**Exercise instructions**
Each record that follows goes into your reply unchanged; the pictures do not.

**Exercise materials**
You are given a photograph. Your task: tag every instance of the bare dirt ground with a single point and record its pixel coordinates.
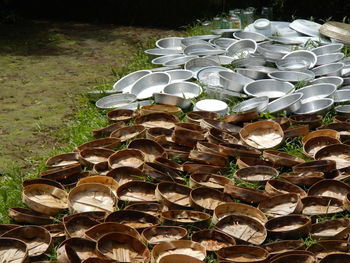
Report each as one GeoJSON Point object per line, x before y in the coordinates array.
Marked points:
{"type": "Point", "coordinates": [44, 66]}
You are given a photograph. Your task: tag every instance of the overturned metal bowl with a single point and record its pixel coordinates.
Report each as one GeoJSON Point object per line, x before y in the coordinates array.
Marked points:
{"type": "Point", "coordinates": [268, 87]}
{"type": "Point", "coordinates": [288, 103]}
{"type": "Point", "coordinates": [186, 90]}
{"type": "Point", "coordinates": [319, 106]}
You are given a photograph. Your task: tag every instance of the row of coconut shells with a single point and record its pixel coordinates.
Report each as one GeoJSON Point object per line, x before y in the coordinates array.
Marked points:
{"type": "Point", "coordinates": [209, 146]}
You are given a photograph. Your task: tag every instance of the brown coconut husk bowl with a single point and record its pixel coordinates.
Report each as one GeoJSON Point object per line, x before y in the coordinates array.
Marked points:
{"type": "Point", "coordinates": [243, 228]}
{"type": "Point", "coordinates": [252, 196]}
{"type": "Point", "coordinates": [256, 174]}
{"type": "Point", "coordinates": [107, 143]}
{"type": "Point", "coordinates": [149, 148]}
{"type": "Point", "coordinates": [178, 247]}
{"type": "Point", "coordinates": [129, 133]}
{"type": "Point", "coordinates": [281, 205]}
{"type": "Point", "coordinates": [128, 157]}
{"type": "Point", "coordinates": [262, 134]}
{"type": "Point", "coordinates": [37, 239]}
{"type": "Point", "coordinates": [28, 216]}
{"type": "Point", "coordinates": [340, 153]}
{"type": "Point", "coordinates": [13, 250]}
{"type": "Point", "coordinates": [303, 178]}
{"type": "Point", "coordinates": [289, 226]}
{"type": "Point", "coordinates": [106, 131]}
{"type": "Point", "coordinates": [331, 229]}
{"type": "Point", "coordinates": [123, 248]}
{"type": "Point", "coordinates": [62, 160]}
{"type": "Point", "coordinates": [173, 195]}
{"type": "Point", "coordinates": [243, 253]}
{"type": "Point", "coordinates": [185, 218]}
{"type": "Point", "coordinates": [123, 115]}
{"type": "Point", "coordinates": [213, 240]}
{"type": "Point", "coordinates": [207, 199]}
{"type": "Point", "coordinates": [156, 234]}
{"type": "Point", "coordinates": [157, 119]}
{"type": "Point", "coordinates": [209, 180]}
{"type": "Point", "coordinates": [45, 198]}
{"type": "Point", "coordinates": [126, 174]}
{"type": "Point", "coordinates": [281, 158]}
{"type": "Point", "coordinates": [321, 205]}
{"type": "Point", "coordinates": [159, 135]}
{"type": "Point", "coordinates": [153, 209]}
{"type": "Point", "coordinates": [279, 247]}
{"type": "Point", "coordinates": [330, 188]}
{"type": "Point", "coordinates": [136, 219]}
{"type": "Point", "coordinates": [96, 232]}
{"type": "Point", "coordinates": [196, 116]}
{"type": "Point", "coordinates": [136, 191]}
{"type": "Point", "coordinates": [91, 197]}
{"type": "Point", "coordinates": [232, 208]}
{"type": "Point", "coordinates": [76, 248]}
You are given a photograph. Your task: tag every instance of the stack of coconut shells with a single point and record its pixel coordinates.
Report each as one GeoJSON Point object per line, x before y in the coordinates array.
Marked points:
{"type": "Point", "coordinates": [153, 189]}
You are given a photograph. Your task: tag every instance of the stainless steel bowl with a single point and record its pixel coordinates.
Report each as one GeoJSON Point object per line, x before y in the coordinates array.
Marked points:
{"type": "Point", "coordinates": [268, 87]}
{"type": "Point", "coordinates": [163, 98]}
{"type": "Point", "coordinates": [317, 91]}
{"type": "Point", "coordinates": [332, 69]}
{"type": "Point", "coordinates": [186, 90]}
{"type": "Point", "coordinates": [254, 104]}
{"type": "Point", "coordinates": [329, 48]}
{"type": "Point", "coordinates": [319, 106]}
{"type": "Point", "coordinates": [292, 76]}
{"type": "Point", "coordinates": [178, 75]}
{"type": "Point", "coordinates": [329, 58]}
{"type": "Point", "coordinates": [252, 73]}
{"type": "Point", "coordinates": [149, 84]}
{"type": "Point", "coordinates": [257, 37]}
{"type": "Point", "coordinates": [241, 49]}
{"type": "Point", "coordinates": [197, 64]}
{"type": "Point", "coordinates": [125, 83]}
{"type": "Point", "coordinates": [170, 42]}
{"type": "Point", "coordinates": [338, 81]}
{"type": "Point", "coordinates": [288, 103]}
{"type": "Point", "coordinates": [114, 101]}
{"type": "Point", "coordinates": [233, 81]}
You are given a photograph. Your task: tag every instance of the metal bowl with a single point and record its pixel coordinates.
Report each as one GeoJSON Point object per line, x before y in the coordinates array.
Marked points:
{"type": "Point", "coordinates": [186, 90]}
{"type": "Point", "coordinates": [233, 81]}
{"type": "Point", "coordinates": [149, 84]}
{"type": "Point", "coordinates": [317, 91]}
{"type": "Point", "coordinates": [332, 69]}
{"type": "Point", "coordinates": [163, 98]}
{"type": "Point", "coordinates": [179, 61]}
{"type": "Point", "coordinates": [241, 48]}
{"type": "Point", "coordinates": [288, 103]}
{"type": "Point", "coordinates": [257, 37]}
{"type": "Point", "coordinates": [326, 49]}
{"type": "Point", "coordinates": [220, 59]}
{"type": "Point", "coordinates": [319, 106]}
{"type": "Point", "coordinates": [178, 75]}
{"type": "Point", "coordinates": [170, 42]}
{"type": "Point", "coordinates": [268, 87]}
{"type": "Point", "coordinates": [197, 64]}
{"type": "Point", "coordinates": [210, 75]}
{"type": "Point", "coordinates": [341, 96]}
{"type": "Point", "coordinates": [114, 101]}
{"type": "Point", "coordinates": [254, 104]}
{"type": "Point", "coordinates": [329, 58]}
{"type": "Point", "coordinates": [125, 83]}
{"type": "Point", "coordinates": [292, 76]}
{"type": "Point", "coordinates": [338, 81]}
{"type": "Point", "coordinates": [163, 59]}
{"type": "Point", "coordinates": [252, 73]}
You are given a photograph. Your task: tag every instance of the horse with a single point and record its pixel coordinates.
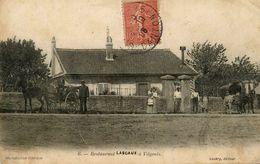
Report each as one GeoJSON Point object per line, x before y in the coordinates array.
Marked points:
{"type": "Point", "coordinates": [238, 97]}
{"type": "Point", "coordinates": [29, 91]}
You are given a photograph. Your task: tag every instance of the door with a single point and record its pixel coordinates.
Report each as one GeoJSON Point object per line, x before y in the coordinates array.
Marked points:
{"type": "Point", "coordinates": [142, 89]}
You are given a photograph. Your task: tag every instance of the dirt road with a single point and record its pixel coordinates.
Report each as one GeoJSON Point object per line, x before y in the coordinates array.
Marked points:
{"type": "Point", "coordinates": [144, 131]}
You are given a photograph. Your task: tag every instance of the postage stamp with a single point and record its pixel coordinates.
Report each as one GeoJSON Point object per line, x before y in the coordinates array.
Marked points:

**Task output**
You are given a photograph. Your task: tag every instance of the bare dirt ground with a single point and record its pixel coordinates.
Report each as one GeoJSON Point object per line, x before y in the coordinates array.
Marked points:
{"type": "Point", "coordinates": [44, 66]}
You are given a photograph. Your task: tag every instance of the overturned metal bowl with a single point and record its pixel coordinates.
Report each as one GeoJSON Point object per line, x before y in the coordinates array.
Marked points:
{"type": "Point", "coordinates": [268, 87]}
{"type": "Point", "coordinates": [288, 103]}
{"type": "Point", "coordinates": [186, 90]}
{"type": "Point", "coordinates": [319, 106]}
You are given a photograph. Your task: tag every instance of the row of coconut shells with a single point and record its pixel coordinates.
Report each as one GeoJSON Point object per line, x before y in the coordinates array.
Marked points:
{"type": "Point", "coordinates": [209, 146]}
You are given a photograph. Your task: tag every instance of the brown coconut husk bowl with a single point and record its pixel coordinates.
Report each as one GeoJSON Point object per line, x before y in the coordinates array.
Marked points:
{"type": "Point", "coordinates": [243, 228]}
{"type": "Point", "coordinates": [252, 196]}
{"type": "Point", "coordinates": [256, 174]}
{"type": "Point", "coordinates": [107, 143]}
{"type": "Point", "coordinates": [149, 148]}
{"type": "Point", "coordinates": [178, 247]}
{"type": "Point", "coordinates": [129, 133]}
{"type": "Point", "coordinates": [281, 205]}
{"type": "Point", "coordinates": [128, 157]}
{"type": "Point", "coordinates": [262, 134]}
{"type": "Point", "coordinates": [37, 239]}
{"type": "Point", "coordinates": [28, 216]}
{"type": "Point", "coordinates": [340, 153]}
{"type": "Point", "coordinates": [13, 250]}
{"type": "Point", "coordinates": [303, 178]}
{"type": "Point", "coordinates": [289, 226]}
{"type": "Point", "coordinates": [106, 131]}
{"type": "Point", "coordinates": [331, 229]}
{"type": "Point", "coordinates": [123, 248]}
{"type": "Point", "coordinates": [62, 160]}
{"type": "Point", "coordinates": [173, 195]}
{"type": "Point", "coordinates": [243, 253]}
{"type": "Point", "coordinates": [185, 218]}
{"type": "Point", "coordinates": [123, 115]}
{"type": "Point", "coordinates": [213, 240]}
{"type": "Point", "coordinates": [207, 199]}
{"type": "Point", "coordinates": [156, 234]}
{"type": "Point", "coordinates": [157, 119]}
{"type": "Point", "coordinates": [209, 180]}
{"type": "Point", "coordinates": [45, 198]}
{"type": "Point", "coordinates": [126, 174]}
{"type": "Point", "coordinates": [281, 158]}
{"type": "Point", "coordinates": [321, 205]}
{"type": "Point", "coordinates": [159, 135]}
{"type": "Point", "coordinates": [153, 209]}
{"type": "Point", "coordinates": [279, 247]}
{"type": "Point", "coordinates": [330, 188]}
{"type": "Point", "coordinates": [136, 219]}
{"type": "Point", "coordinates": [96, 232]}
{"type": "Point", "coordinates": [196, 116]}
{"type": "Point", "coordinates": [136, 191]}
{"type": "Point", "coordinates": [91, 197]}
{"type": "Point", "coordinates": [232, 208]}
{"type": "Point", "coordinates": [76, 248]}
You are given a photograph. Your task: tag every instance of the stack of coconut shells with a single point and record its pixel coordinates.
Report each as one GeoJSON Point object per line, x before y in the coordinates array.
Marked points:
{"type": "Point", "coordinates": [153, 189]}
You are given a photograph. Your task: tag every instance of the stainless steel bowl with a single point and record its pixel coordinates.
Report each as one GeoJSON Point object per line, x before y in the coordinates array.
Marked points:
{"type": "Point", "coordinates": [268, 87]}
{"type": "Point", "coordinates": [163, 98]}
{"type": "Point", "coordinates": [317, 91]}
{"type": "Point", "coordinates": [332, 69]}
{"type": "Point", "coordinates": [186, 90]}
{"type": "Point", "coordinates": [254, 104]}
{"type": "Point", "coordinates": [329, 48]}
{"type": "Point", "coordinates": [319, 106]}
{"type": "Point", "coordinates": [292, 76]}
{"type": "Point", "coordinates": [178, 75]}
{"type": "Point", "coordinates": [329, 58]}
{"type": "Point", "coordinates": [252, 73]}
{"type": "Point", "coordinates": [149, 84]}
{"type": "Point", "coordinates": [257, 37]}
{"type": "Point", "coordinates": [241, 49]}
{"type": "Point", "coordinates": [197, 64]}
{"type": "Point", "coordinates": [125, 83]}
{"type": "Point", "coordinates": [170, 42]}
{"type": "Point", "coordinates": [338, 81]}
{"type": "Point", "coordinates": [288, 103]}
{"type": "Point", "coordinates": [114, 101]}
{"type": "Point", "coordinates": [233, 81]}
You are given a photograph. Your task: tag every instance of the metal bowl with a single point and record its pixel coordinates.
Report each as one GeoJSON Point object per line, x before y in the coordinates array.
Marked points:
{"type": "Point", "coordinates": [186, 90]}
{"type": "Point", "coordinates": [233, 81]}
{"type": "Point", "coordinates": [149, 84]}
{"type": "Point", "coordinates": [317, 91]}
{"type": "Point", "coordinates": [332, 69]}
{"type": "Point", "coordinates": [163, 98]}
{"type": "Point", "coordinates": [179, 61]}
{"type": "Point", "coordinates": [241, 48]}
{"type": "Point", "coordinates": [288, 103]}
{"type": "Point", "coordinates": [257, 37]}
{"type": "Point", "coordinates": [326, 49]}
{"type": "Point", "coordinates": [220, 59]}
{"type": "Point", "coordinates": [319, 106]}
{"type": "Point", "coordinates": [178, 75]}
{"type": "Point", "coordinates": [170, 42]}
{"type": "Point", "coordinates": [268, 87]}
{"type": "Point", "coordinates": [197, 64]}
{"type": "Point", "coordinates": [210, 75]}
{"type": "Point", "coordinates": [341, 96]}
{"type": "Point", "coordinates": [114, 101]}
{"type": "Point", "coordinates": [254, 104]}
{"type": "Point", "coordinates": [329, 58]}
{"type": "Point", "coordinates": [125, 83]}
{"type": "Point", "coordinates": [292, 76]}
{"type": "Point", "coordinates": [338, 81]}
{"type": "Point", "coordinates": [163, 59]}
{"type": "Point", "coordinates": [252, 73]}
You are given a photograph. Your task: tag every instance of the horse with a single point and record its pixel coordinates.
Report each as one GeoJSON Point object per line, x before y in the coordinates array.
Marked points:
{"type": "Point", "coordinates": [238, 97]}
{"type": "Point", "coordinates": [29, 91]}
You are given a photograph. Your task: tag every instance of the door with a single point and record its pixel coordinates.
Report each as one GeoJSON Point object per line, x before y in the coordinates array.
Marked points:
{"type": "Point", "coordinates": [142, 89]}
You are given a photograph. Your task: tag every instance of the dirt road with a single point and record its pixel coordinates.
Report each as one GeoJSON Point object per line, x before y in the coordinates array.
Marked points:
{"type": "Point", "coordinates": [144, 131]}
You are given a photograph. Your task: tag every instance of the postage stamp with a single point and record its pixel coordinates.
Report each as one GeoJSON Point object per line, x before y in the coordinates array.
Marked points:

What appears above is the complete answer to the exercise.